(Records from a data source)
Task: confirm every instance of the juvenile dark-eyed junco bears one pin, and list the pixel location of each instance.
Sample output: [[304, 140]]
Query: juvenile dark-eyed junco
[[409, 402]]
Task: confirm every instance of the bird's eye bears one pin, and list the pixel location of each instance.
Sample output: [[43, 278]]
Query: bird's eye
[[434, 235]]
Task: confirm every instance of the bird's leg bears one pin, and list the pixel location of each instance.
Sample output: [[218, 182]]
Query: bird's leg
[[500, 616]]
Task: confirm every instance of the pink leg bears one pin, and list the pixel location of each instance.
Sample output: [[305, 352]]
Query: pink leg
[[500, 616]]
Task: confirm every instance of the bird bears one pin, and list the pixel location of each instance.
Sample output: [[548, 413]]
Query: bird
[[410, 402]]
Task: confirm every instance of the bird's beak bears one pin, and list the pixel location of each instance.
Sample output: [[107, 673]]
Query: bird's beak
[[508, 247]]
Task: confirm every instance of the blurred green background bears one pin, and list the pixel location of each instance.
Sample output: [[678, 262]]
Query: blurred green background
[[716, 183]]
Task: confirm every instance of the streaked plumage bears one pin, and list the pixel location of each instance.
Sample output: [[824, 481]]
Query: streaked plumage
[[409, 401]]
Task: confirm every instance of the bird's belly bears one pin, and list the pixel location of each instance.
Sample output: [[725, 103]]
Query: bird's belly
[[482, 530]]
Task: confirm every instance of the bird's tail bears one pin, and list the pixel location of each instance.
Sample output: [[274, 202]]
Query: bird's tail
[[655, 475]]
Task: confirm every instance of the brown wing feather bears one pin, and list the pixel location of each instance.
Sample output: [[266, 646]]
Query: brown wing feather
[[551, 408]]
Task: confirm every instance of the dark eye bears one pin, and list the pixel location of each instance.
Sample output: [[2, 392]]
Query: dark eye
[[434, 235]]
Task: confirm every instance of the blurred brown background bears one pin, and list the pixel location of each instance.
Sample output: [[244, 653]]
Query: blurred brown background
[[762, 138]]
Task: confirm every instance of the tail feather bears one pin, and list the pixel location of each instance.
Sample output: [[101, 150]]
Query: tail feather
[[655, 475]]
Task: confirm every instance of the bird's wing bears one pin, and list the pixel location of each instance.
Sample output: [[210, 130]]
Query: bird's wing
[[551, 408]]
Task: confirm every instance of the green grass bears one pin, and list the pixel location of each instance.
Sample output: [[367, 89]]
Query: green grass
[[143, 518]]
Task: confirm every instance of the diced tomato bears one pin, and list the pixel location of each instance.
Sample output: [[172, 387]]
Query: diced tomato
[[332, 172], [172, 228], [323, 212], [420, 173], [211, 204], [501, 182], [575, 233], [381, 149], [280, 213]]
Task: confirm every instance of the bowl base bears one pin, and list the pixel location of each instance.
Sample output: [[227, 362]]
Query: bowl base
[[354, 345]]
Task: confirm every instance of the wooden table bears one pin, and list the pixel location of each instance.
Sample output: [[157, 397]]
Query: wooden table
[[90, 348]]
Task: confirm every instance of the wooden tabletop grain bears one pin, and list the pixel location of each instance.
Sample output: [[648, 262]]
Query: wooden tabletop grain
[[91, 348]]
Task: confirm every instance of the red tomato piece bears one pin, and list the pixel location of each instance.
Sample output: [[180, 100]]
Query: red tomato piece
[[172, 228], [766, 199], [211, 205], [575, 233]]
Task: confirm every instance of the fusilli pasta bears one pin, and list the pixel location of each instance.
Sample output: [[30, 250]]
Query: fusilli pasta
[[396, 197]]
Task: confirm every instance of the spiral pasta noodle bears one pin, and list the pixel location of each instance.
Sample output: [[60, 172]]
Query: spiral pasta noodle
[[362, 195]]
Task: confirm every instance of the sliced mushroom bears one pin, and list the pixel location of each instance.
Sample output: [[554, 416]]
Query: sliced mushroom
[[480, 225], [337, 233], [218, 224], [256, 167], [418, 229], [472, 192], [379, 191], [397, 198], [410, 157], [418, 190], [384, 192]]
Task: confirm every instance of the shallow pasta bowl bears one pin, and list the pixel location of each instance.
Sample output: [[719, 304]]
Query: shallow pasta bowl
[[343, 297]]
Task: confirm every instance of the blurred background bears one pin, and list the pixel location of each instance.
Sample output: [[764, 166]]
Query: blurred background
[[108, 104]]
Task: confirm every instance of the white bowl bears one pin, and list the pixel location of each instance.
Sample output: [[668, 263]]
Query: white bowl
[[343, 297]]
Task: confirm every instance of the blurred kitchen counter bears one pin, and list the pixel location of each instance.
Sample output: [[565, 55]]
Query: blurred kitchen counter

> **What this task involves**
Type out the material again exactly as presented.

> **Task answer**
Task: confirm every instance of the juvenile dark-eyed junco bears one pin, and list the pixel location of each instance.
Sample output: [[304, 140]]
Query: juvenile dark-eyed junco
[[409, 402]]
Task: confirm every instance of the bird's eye bears one pin, and list the pixel location of each instance.
Sample output: [[43, 278]]
Query: bird's eye
[[434, 235]]
Task: confirm every instance of the bird's leg bears one pin, and list the pixel location of each instance.
Sample output: [[218, 182]]
Query: bird's leg
[[500, 616]]
Task: confirm every instance of the pink leg bears one pin, and list the pixel location of each instance.
Sample output: [[305, 352]]
Query: pink leg
[[500, 616]]
Task: confirm every instance of the bird bears one pin, and list the pixel location of each instance.
Sample output: [[548, 413]]
Query: bird
[[410, 402]]
Task: confirm every instance of the bird's beak bears one pin, and list the pixel location of each instance.
Sample output: [[107, 673]]
Query: bird's beak
[[508, 247]]
Task: confirm every instance of the blurred green background bears one pin, and list the pixel location of each instance.
Sample output: [[678, 262]]
Query: blurred green background
[[716, 183]]
Task: confirm every instance of the streaked plumage bears one pin, and list the pixel location of each instance.
Sample output: [[824, 481]]
Query: streaked plumage
[[409, 401]]
Task: confirm every instance of the bird's belly bears one pin, and list the pixel location of each instance.
Sample output: [[725, 103]]
Query: bird's belly
[[482, 530]]
Task: confirm every instance of the bird's tail bears one pin, and list the pixel location of each instance.
Sample output: [[274, 202]]
Query: bird's tail
[[655, 475]]
Task: confirm every instance of the brown wing feather bears one pin, and list the pixel location of each instance.
Sample output: [[266, 646]]
Query: brown wing feather
[[551, 408]]
Task: confirm every instance of the dark eye bears one pin, and list the pixel location of each instance.
Sample output: [[2, 392]]
Query: dark eye
[[434, 235]]
Task: confirm every instance of the blurred brown background bears one pin, and list the pixel location of each instance.
Sample output: [[244, 653]]
Query: blurred brown background
[[762, 138]]
Task: confirm every instance of the tail feather bears one pin, and list the pixel location of each instance.
Sample output: [[101, 150]]
Query: tail feather
[[655, 475]]
Task: confirm every instance of the bird's wing bears one pin, and list the pixel location of each instance.
Sample output: [[210, 130]]
Query: bird's wing
[[551, 408]]
Task: confirm every instance of the green grass bears one pin, and list the pixel location of each instance.
Sample output: [[367, 89]]
Query: green grass
[[143, 518]]
Task: confirm every instance of the diced tomato bears one pin, and list the pixel location of each instance.
Sample output: [[172, 387]]
Query: diced tomato
[[332, 172], [172, 228], [323, 212], [420, 173], [211, 204], [501, 182], [575, 233], [381, 149], [280, 213]]
Task: confirm every instance of the bowl base bears one pin, and list the pixel location of each instance.
Sample output: [[227, 362]]
Query: bowl base
[[354, 345]]
Task: confirm every instance of the wooden table bears one pin, and list the pixel location of each instance.
Sample output: [[157, 397]]
Query: wooden table
[[90, 348]]
Task: confirm every instance of the wooden tabletop grain bears one pin, and list the pixel location of each instance.
Sample output: [[648, 262]]
Query: wooden tabletop grain
[[91, 348]]
Task: confirm every instance of the red tomato piece bears one pin, and list the pixel location of each instance.
Sample output: [[180, 100]]
Query: red tomato piece
[[172, 228], [766, 199], [211, 205], [575, 233]]
Task: confirm every instance of the fusilli pasta bears one pin, and list the pixel location of each instance.
Sample output: [[30, 250]]
Query: fusilli pasta
[[396, 197]]
Task: confirm every instance of the spiral pasta noodle bears one pin, and list the pixel location of each instance.
Sample output: [[60, 172]]
Query: spiral pasta noodle
[[362, 195]]
Task: confirm every instance of the sliced mushroom bears one pin, and list the pixel location of each instance.
Sample output: [[554, 416]]
Query: sliced mushroom
[[480, 225], [337, 233], [218, 224], [256, 167], [418, 229], [472, 192], [379, 191], [397, 198], [410, 157], [418, 190], [384, 192]]
Task: confirm every instance of the shallow pasta bowl bears one pin, and list the pixel location of each instance.
Sample output: [[719, 304]]
Query: shallow pasta bowl
[[343, 297]]
Task: confirm every instance of the blurred background bears one pin, and list the pixel location of each instance.
Sample output: [[764, 166]]
Query: blurred background
[[108, 104]]
Task: confirm every instance of the white bowl bears one pin, and list the pixel location of each instance.
Sample output: [[668, 263]]
Query: white bowl
[[343, 297]]
Task: confirm every instance of the blurred kitchen counter bears one pin, and list the pixel location of each instance.
Sample output: [[565, 55]]
Query: blurred kitchen counter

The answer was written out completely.